ПРИВЕДЁННЫЙ ОТРЫВОК:
━━━━━━━━━━━━━━━━━━━━━━━━━━━━━━

Эпизод «Зима Блю» является одним из самых популярных в сериале. Он представляет собой экранизацию и основан на одноименном рассказе популярного британского писателя фантаста А. Рейнолдса. Сюжет повествует о творческом пути художника-постчеловека Зимы, который стал известным благодаря оригинальному использованию голубого цвета в своих картинах.

Все больше и больше поражая воображение зрителей новой игрой сочетаний фирменного голубого и более реалистичных элементов изображения (рис. 1), он анонсировал последнее событие: масштабный перформанс, раскрывающий секрет появления голубого цвета в его творчестве.

Рис. 1. Голубой цвет в творчестве главного героя. Кадр из анимационного фильма «Зима блю».

Прежде чем перейти к анализу персонажа, кратко остановимся на времени и месте действия. Место действия отсылает к традиции жанра фантастика. Зима живет на отдаленной планете на окраине галактики (рис. 2). Пустынные пейзажи и уединение – классические спутники героя фантастического повествования из будущего, покинувшего родную Землю и отправившегося на дальние планеты, например, в знаковых для фантастического жанра романах как «Солярис» С. Лема, «Дюна» Ф. Герберта и «Марсианин» Э. Вейера.

Рис. 2. Пустынная планета, на которой живет главный герой Зима. Кадр из анимационного фильма «Зима блю».

Дом, в котором живет герой, отсылает к фантазийной архитектуре с венецианских полотен эпохи Возрождения (рис. 3). Для примера можно сравнить её с образом архитектуры в работе 1486 года К. Кривелли «Благовещение со Святым Эмигдием» (рис. 4). На картине можно увидеть искаженные, вытянутые формы здания, похожего на дворец или виллу, вмещающую в себя множество уровней и этажей, длинную лестницу, ведущую к аркам, за которыми открывается новый горизонт, скрывающий некую важную тайну. Герой эпизода Зима тоже живет во дворце с множеством вытянутых арок и длинной величественной лестницей, уходящей глубь. В этих стенах тайну скрывает бассейн из прошлого, он сам нашел его на родине и перевез в новый дом. По сюжету картины К. Кривелли тайной оказывается благая весть о зачатии Девы Марии. В истории о Зиме речь идет о его творческой силе, а на самом деле о тайне появления его жизни. Цитата на характерные мотивы архитектурных фантазий в живописи Возрождения задает содержательную связь между воображаемой культурой будущего в эпизоде и реальной эпохой Возрождения, во времена которой была сформулирована идея личности и заложены основы антропоцентризма.

Рис. 3. Дом Зимы. Кадр из анимационного фильма «Зима блю».

Рис. 4. К. Кривелли «Благовещение со Святым Эмигдием», 1486 г.

Главный герой представлен образом гения-художника, он живет уединенно в великолепном дворце и выглядит как высокий темнокожий мужчина. Его тело само похоже на идеальное произведение искусства и оснащено сверхвысокими технологиями.

━━━━━━━━━━━━━━━━━━━━━━━━━━━━━━

СОХРАНЁННЫЕ СТРОКИ:
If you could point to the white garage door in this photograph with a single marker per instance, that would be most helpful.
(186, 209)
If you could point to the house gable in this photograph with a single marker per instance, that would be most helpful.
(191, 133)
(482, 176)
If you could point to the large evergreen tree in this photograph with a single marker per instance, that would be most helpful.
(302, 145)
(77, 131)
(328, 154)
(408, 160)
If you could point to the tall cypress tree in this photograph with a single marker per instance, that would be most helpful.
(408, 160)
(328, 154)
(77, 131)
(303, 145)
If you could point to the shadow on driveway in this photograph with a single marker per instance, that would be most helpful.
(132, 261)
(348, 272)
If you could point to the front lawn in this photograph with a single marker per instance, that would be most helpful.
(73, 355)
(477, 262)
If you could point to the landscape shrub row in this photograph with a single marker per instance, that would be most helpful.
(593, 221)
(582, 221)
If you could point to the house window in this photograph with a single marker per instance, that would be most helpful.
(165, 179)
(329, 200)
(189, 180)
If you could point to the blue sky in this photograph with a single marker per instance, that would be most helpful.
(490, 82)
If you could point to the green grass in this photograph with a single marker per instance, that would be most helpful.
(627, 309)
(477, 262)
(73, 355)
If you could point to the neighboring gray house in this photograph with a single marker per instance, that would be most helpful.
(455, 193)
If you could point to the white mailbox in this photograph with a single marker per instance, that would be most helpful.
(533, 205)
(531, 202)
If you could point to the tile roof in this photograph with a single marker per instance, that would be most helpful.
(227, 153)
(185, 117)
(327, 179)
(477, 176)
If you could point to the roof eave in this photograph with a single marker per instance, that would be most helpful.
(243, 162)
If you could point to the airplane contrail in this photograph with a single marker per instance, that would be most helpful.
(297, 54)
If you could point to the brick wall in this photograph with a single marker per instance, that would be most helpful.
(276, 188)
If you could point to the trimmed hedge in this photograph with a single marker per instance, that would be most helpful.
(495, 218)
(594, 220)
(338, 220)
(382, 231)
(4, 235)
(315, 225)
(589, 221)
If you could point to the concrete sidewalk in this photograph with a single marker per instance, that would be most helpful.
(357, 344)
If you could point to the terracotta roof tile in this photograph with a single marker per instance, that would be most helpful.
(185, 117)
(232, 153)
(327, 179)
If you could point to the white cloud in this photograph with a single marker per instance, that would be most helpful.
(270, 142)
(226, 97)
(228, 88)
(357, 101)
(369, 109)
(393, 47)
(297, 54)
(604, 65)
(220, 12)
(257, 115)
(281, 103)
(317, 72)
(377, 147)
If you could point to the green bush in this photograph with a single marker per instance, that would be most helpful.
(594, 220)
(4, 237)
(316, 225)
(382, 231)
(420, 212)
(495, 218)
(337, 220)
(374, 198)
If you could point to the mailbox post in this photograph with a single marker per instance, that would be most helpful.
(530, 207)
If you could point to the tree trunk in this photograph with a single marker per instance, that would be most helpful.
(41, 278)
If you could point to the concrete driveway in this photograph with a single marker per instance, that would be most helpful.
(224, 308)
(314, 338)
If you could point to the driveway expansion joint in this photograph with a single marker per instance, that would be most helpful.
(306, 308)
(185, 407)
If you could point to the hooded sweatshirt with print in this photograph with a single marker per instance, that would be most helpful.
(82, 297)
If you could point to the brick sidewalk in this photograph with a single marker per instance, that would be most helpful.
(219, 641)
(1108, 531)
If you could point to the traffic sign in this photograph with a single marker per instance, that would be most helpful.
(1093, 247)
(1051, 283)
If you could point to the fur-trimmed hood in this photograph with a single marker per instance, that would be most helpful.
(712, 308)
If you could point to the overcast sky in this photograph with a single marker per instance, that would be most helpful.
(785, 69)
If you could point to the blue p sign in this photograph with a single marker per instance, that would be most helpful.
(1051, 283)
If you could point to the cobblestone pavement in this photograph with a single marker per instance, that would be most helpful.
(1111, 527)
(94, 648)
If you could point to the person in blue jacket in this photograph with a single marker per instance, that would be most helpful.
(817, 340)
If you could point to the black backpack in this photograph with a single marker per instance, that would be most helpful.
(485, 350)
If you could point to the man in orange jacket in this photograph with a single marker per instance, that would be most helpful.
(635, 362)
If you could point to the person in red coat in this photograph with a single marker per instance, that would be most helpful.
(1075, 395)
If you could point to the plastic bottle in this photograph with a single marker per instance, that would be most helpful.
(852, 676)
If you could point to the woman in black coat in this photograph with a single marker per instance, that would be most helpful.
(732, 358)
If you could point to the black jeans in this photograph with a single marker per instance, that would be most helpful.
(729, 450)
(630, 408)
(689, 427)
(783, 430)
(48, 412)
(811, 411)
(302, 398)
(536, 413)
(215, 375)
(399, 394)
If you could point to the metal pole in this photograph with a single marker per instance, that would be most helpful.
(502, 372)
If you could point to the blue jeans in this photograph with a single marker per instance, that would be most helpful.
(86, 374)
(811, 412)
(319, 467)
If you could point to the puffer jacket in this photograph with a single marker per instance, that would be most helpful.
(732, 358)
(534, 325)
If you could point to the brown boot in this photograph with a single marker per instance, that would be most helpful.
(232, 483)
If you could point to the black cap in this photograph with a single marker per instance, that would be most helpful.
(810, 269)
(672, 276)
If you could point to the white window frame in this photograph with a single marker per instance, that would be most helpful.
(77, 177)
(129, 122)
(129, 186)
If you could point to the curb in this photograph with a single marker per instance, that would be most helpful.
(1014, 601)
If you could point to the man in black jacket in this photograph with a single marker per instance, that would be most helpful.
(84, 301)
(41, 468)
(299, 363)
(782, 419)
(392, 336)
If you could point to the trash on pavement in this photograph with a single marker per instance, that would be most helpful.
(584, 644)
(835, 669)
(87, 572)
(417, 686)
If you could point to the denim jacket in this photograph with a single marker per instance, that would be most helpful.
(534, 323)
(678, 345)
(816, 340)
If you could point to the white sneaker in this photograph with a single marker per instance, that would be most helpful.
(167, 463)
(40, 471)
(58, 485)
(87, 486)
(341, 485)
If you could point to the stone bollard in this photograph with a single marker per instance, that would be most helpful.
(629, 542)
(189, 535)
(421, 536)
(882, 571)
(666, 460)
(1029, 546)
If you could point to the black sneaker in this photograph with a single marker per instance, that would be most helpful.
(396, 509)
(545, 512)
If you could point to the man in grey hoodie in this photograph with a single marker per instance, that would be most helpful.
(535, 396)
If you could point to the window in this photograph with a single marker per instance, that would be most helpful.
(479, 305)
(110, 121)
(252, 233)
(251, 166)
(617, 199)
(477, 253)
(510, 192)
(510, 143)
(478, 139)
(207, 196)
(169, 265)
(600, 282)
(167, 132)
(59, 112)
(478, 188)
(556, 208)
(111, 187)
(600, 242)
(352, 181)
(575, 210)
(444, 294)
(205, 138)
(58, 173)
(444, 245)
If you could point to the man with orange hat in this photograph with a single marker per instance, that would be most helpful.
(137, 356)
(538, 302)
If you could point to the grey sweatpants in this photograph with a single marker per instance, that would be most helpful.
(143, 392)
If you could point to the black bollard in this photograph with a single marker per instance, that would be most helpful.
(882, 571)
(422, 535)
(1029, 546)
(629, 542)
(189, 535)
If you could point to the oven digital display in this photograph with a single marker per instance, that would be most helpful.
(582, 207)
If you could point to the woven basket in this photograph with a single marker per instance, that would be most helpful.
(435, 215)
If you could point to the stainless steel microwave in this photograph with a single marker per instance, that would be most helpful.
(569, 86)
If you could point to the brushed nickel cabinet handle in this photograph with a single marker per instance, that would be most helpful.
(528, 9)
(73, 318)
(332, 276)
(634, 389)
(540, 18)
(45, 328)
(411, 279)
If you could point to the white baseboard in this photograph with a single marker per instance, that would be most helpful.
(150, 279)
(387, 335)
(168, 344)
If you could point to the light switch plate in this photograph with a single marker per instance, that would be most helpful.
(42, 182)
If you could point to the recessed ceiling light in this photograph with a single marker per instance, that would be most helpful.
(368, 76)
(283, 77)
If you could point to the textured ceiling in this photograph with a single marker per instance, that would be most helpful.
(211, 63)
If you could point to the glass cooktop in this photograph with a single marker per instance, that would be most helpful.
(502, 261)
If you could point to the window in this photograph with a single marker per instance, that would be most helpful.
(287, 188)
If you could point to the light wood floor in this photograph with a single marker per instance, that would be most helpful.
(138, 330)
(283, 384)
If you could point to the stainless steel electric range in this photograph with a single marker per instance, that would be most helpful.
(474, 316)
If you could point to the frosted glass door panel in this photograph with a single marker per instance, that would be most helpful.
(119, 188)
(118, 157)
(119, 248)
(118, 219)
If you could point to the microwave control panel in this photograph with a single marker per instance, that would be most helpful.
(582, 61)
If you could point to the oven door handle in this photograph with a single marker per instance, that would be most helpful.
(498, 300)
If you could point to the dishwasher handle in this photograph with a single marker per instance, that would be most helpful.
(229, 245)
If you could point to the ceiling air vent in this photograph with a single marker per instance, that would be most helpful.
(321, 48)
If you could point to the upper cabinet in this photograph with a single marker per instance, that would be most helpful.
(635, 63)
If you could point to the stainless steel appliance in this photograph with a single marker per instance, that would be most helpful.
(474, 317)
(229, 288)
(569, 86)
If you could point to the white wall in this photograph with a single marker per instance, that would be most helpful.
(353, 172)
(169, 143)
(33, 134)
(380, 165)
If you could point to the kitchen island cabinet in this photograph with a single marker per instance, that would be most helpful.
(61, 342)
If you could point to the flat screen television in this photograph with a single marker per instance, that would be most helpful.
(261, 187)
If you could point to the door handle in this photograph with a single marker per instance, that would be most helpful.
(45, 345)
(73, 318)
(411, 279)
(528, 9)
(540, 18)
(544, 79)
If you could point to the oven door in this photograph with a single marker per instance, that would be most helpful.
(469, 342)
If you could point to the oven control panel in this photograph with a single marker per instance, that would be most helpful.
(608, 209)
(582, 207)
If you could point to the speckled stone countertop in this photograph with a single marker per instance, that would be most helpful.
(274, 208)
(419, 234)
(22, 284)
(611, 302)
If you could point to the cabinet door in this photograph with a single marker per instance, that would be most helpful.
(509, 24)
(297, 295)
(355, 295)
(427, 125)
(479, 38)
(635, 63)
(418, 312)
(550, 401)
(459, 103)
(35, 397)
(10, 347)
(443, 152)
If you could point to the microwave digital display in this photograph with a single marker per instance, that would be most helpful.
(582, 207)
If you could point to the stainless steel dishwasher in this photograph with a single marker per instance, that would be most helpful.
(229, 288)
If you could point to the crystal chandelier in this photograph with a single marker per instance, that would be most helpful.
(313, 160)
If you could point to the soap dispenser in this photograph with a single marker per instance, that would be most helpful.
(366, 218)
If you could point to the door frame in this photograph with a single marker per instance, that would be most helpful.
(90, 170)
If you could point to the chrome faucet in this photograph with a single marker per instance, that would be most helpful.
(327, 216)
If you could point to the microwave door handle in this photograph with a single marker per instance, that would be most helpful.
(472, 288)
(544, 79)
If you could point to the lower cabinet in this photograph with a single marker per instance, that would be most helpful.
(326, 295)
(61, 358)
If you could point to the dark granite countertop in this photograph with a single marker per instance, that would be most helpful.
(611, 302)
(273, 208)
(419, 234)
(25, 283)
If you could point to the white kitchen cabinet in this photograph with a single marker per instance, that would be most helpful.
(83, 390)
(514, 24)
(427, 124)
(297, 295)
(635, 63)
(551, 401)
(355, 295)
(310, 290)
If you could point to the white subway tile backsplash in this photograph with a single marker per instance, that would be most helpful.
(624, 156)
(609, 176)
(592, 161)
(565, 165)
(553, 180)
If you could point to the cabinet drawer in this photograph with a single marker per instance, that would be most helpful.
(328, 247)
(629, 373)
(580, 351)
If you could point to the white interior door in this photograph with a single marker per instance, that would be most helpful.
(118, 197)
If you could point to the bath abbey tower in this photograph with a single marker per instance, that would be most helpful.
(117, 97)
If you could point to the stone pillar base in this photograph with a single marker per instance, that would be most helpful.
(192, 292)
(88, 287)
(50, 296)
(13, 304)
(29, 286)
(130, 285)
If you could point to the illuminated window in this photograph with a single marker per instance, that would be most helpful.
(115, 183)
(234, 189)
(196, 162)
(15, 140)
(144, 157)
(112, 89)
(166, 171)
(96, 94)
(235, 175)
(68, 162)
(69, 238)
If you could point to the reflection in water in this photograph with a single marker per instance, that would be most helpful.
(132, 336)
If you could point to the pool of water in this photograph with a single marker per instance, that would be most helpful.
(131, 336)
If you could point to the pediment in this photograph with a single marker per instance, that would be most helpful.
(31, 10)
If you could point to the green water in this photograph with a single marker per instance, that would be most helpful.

━━━━━━━━━━━━━━━━━━━━━━━━━━━━━━

ЗАДАНИЕ 1:
По отрывку об эпизоде «Зима Блю» ответьте на вопросы:
(а) На чём основан этот эпизод?
(б) Где живёт Зима?
(в) Что Зима нашёл на родине и перевёз в новый дом?
ЗАДАНИЕ 2: Перечислите все романы, которые отрывок об эпизоде «Зима Блю» называет знаковыми для фантастического жанра, вместе с их авторами.

ИТОГОВЫЙ ОТВЕТ 1:
(а) На одноимённом рассказе британского писателя-фантаста А. Рейнолдса.
(б) На отдалённой планете на окраине галактики.
(в) Бассейн.

ИТОГОВЫЙ ОТВЕТ 2: «Солярис» С. Лема, «Дюна» Ф. Герберта, «Марсианин» Э. Вейера.